- Aim of the exercise -
Within the entries below, find each line containing the word "photo" and copy it.

[Region pointing data]
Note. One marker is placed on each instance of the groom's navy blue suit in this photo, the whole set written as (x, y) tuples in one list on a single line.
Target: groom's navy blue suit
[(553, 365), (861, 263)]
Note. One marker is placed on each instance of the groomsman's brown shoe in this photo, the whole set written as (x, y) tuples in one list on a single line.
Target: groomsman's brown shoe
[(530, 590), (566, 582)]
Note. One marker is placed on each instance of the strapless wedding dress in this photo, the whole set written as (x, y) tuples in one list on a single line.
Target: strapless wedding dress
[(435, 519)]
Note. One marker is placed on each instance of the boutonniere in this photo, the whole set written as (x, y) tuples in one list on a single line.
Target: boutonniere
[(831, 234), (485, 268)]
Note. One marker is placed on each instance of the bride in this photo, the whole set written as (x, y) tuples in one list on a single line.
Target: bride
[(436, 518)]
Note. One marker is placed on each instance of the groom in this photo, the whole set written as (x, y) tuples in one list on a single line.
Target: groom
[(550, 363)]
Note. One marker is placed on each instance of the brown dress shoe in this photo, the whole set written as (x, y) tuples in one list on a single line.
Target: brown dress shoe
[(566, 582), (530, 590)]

- Answer below -
Note. One marker is placed on each instance of the groom's navy blue suit in this photo, the whole set written as (x, y) tuples in one list on a single line.
Note. One marker is placed on each instance of the groomsman's brown shoe in this photo, the whole set written as (x, y) tuples in one list on a single line.
Note. One marker is placed on each instance of the strapless wedding dress in this photo, the whole set written as (x, y) tuples in one list on a single line.
Note. One marker is placed on each instance of the boutonniere in this photo, the whole set written as (x, y) tuples in one list on a single line.
Note. One marker is placed on each instance of the bride in this photo, the whole set written as (x, y) tuples in one list on a single line.
Note. One marker is placed on each instance of the groom in this photo, the whole set written as (x, y) tuples in one list on a single line.
Note. One marker is placed on each instance of the brown dress shoe in this photo, the whole set written as (x, y) tuples in one list on a single line.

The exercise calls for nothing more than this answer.